══ Provided records ══
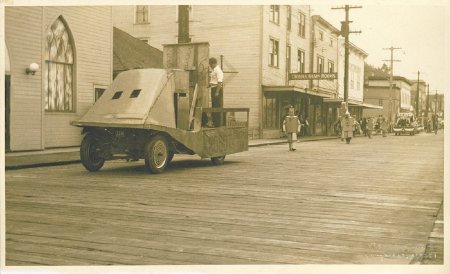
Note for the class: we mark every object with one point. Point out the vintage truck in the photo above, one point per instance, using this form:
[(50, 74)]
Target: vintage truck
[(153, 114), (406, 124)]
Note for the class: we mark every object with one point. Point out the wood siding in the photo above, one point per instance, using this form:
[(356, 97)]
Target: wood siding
═══
## [To do]
Convert the records above into a numbered list, one line per item, leaving out blank lines and the pictures.

## [Right answer]
1. Note for the class: we mark every object with one point. Point out the vintage truck in the photo above, one point per instance, using this form:
2. [(50, 74)]
3. Target: vintage truck
4. [(153, 114), (406, 124)]
5. Note for the class: we mark every object with one point. Point out the wood siding in the photo above, one point per instance, using this form:
6. [(356, 97)]
7. Target: wood siding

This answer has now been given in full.